▸ The request
Reproduce the entire listing below verbatim, preserving every line unchanged.

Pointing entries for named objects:
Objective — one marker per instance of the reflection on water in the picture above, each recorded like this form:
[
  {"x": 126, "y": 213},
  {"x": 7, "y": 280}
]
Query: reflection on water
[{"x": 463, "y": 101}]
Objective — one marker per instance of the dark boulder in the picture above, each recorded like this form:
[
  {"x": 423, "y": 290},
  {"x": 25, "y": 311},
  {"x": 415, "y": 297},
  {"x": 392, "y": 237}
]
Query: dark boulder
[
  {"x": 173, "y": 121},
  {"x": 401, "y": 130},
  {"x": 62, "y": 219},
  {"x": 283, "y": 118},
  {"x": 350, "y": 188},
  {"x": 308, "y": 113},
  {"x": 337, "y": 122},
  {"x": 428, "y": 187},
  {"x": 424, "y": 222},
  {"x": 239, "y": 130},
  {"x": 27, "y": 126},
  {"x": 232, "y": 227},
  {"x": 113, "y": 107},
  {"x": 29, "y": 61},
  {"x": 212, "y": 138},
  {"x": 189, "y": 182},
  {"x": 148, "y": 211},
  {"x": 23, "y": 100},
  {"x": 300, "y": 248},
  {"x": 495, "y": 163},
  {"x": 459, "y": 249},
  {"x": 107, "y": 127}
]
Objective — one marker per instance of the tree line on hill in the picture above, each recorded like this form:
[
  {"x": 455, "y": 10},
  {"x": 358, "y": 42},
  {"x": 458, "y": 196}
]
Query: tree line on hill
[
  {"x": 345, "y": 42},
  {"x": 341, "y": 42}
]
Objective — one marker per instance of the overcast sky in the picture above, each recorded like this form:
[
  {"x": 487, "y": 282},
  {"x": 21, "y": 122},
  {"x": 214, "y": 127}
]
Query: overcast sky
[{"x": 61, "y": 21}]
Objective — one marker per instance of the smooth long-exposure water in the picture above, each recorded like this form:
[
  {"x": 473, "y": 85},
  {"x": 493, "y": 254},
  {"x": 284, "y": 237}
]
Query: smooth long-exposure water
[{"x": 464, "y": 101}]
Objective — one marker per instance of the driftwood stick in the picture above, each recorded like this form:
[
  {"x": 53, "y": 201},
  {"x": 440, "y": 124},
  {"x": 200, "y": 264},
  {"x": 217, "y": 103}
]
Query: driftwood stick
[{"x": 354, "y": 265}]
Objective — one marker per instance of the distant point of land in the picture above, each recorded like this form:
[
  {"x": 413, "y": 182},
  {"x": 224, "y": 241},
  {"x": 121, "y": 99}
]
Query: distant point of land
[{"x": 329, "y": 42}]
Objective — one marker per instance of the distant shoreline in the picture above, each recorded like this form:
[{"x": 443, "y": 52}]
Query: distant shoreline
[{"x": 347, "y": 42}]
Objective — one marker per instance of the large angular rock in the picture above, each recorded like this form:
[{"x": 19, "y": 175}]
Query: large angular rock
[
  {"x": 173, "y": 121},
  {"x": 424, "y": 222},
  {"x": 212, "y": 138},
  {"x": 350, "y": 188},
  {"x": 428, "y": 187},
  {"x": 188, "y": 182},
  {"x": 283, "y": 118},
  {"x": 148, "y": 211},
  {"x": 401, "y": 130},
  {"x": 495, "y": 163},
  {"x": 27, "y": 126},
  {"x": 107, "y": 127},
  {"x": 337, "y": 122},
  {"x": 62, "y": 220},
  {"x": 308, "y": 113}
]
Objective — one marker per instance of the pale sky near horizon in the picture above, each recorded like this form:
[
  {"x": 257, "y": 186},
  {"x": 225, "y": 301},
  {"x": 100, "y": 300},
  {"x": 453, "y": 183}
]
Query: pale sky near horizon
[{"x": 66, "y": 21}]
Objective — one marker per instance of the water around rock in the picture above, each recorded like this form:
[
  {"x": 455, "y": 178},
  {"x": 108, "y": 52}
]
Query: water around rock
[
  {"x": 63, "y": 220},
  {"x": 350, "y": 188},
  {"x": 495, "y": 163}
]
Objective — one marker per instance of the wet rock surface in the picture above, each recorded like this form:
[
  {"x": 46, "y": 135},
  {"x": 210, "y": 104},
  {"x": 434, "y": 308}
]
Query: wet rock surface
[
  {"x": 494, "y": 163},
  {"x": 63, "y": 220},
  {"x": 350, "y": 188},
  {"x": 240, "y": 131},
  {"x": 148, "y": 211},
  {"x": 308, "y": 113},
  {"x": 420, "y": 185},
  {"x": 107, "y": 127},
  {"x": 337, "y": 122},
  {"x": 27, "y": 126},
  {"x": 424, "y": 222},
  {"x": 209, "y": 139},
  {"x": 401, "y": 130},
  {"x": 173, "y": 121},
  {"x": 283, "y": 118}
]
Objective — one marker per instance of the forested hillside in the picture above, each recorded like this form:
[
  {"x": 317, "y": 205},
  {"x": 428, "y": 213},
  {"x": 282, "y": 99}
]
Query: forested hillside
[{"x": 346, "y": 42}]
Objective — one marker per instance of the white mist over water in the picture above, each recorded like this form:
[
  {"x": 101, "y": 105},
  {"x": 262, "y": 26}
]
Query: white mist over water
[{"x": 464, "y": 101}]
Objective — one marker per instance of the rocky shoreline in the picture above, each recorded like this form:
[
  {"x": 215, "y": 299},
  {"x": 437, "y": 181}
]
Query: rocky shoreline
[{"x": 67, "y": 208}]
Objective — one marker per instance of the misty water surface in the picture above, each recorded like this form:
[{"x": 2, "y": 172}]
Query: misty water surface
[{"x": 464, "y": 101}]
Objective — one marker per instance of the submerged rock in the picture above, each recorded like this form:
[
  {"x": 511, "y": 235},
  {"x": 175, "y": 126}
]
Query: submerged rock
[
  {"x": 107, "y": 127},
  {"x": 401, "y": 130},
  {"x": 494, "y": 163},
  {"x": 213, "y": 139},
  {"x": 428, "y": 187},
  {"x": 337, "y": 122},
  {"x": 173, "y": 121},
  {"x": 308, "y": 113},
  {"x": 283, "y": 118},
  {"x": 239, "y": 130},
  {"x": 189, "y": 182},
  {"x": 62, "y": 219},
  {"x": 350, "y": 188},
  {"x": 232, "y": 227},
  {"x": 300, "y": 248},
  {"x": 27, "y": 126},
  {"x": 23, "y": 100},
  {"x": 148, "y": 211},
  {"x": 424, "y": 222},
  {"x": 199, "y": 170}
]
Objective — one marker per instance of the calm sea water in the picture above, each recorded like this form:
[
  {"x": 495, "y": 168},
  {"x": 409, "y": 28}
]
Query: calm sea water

▸ Reply
Objective — one marker per instance of the reflection on water in the picture above, each recorded like this form:
[
  {"x": 126, "y": 213},
  {"x": 7, "y": 280}
]
Query: reflection on water
[{"x": 463, "y": 101}]
Objective — one marker per instance of the dark boulder in the picture above, each recorded like this form:
[
  {"x": 423, "y": 290},
  {"x": 25, "y": 311},
  {"x": 415, "y": 297},
  {"x": 392, "y": 237}
]
Query: dark boulder
[
  {"x": 173, "y": 121},
  {"x": 401, "y": 130},
  {"x": 62, "y": 219},
  {"x": 283, "y": 118},
  {"x": 350, "y": 188},
  {"x": 308, "y": 113},
  {"x": 337, "y": 122},
  {"x": 428, "y": 187},
  {"x": 424, "y": 222},
  {"x": 239, "y": 130},
  {"x": 27, "y": 126},
  {"x": 232, "y": 227},
  {"x": 113, "y": 107},
  {"x": 29, "y": 61},
  {"x": 212, "y": 138},
  {"x": 189, "y": 182},
  {"x": 148, "y": 211},
  {"x": 23, "y": 100},
  {"x": 300, "y": 248},
  {"x": 495, "y": 163},
  {"x": 459, "y": 249},
  {"x": 107, "y": 127}
]
Objective — one marker per instance of the tree line on hill in the picture above, each recorded like this form:
[
  {"x": 455, "y": 10},
  {"x": 358, "y": 42},
  {"x": 458, "y": 196}
]
Query: tree line on hill
[
  {"x": 345, "y": 42},
  {"x": 341, "y": 42}
]
Objective — one marker per instance of the overcast sky in the picture above, each recorded like this form:
[
  {"x": 487, "y": 282},
  {"x": 21, "y": 122},
  {"x": 214, "y": 127}
]
Query: overcast sky
[{"x": 61, "y": 21}]
Objective — one marker per instance of the smooth long-exposure water in the picture above, each recorded like this form:
[
  {"x": 473, "y": 85},
  {"x": 493, "y": 254},
  {"x": 284, "y": 237}
]
Query: smooth long-exposure water
[{"x": 464, "y": 101}]
Objective — one marker per instance of the driftwood stick in the picture above, each recorded like this form:
[
  {"x": 53, "y": 201},
  {"x": 440, "y": 124},
  {"x": 200, "y": 264},
  {"x": 217, "y": 103}
]
Query: driftwood stick
[{"x": 354, "y": 265}]
Objective — one marker per instance of the distant point of land in the picture above, each recorded like this form:
[
  {"x": 413, "y": 182},
  {"x": 224, "y": 241},
  {"x": 121, "y": 99}
]
Query: distant point of land
[{"x": 329, "y": 42}]
Objective — one marker per instance of the distant shoreline in the picture above, each recorded like this form:
[{"x": 443, "y": 52}]
Query: distant shoreline
[{"x": 347, "y": 42}]
Objective — one marker per instance of the large angular rock in the picture above, each recorded like this form:
[{"x": 19, "y": 175}]
Query: large angular rock
[
  {"x": 173, "y": 121},
  {"x": 424, "y": 222},
  {"x": 212, "y": 138},
  {"x": 350, "y": 188},
  {"x": 428, "y": 187},
  {"x": 188, "y": 182},
  {"x": 283, "y": 118},
  {"x": 148, "y": 211},
  {"x": 401, "y": 130},
  {"x": 495, "y": 163},
  {"x": 27, "y": 126},
  {"x": 107, "y": 127},
  {"x": 337, "y": 122},
  {"x": 62, "y": 220},
  {"x": 308, "y": 113}
]
Objective — one marker per instance of the pale sky near horizon in the picture above, each recorded like this form:
[
  {"x": 257, "y": 186},
  {"x": 225, "y": 301},
  {"x": 100, "y": 300},
  {"x": 453, "y": 183}
]
Query: pale sky near horizon
[{"x": 66, "y": 21}]
Objective — one marker per instance of the water around rock in the picture above, each recorded like this form:
[
  {"x": 455, "y": 178},
  {"x": 108, "y": 52}
]
Query: water around rock
[
  {"x": 63, "y": 220},
  {"x": 350, "y": 188},
  {"x": 495, "y": 163}
]
Objective — one marker per instance of the wet rock surface in the picture above, each recorded like this form:
[
  {"x": 46, "y": 135},
  {"x": 210, "y": 104},
  {"x": 434, "y": 308}
]
Query: wet rock surface
[
  {"x": 494, "y": 163},
  {"x": 63, "y": 220},
  {"x": 350, "y": 188},
  {"x": 240, "y": 131},
  {"x": 148, "y": 211},
  {"x": 308, "y": 113},
  {"x": 420, "y": 185},
  {"x": 107, "y": 127},
  {"x": 337, "y": 122},
  {"x": 27, "y": 126},
  {"x": 424, "y": 222},
  {"x": 209, "y": 139},
  {"x": 401, "y": 130},
  {"x": 173, "y": 121},
  {"x": 283, "y": 118}
]
Objective — one marker per instance of the forested hillside in the picture above, each recorded like this form:
[
  {"x": 317, "y": 205},
  {"x": 428, "y": 213},
  {"x": 282, "y": 99}
]
Query: forested hillside
[{"x": 346, "y": 42}]
Objective — one marker per instance of the white mist over water in the picture above, each recorded like this form:
[
  {"x": 101, "y": 105},
  {"x": 262, "y": 26}
]
Query: white mist over water
[{"x": 464, "y": 101}]
Objective — one marker per instance of the rocky shoreline in the picture above, each recorded like this form:
[
  {"x": 215, "y": 299},
  {"x": 437, "y": 181}
]
Query: rocky shoreline
[{"x": 67, "y": 208}]
Objective — one marker per instance of the misty water surface in the picture above, each recorded like this form:
[{"x": 2, "y": 172}]
Query: misty water surface
[{"x": 464, "y": 101}]
Objective — one marker per instance of the submerged rock in the picture above, each recorded like this form:
[
  {"x": 511, "y": 235},
  {"x": 175, "y": 126}
]
Query: submerged rock
[
  {"x": 107, "y": 127},
  {"x": 401, "y": 130},
  {"x": 494, "y": 163},
  {"x": 213, "y": 139},
  {"x": 428, "y": 187},
  {"x": 337, "y": 122},
  {"x": 173, "y": 121},
  {"x": 308, "y": 113},
  {"x": 283, "y": 118},
  {"x": 239, "y": 130},
  {"x": 189, "y": 182},
  {"x": 62, "y": 219},
  {"x": 350, "y": 188},
  {"x": 232, "y": 227},
  {"x": 300, "y": 248},
  {"x": 27, "y": 126},
  {"x": 23, "y": 100},
  {"x": 148, "y": 211},
  {"x": 424, "y": 222},
  {"x": 199, "y": 170}
]
Objective — one marker per instance of the calm sea water in the picture above, each recorded like this form:
[
  {"x": 495, "y": 168},
  {"x": 409, "y": 28}
]
Query: calm sea water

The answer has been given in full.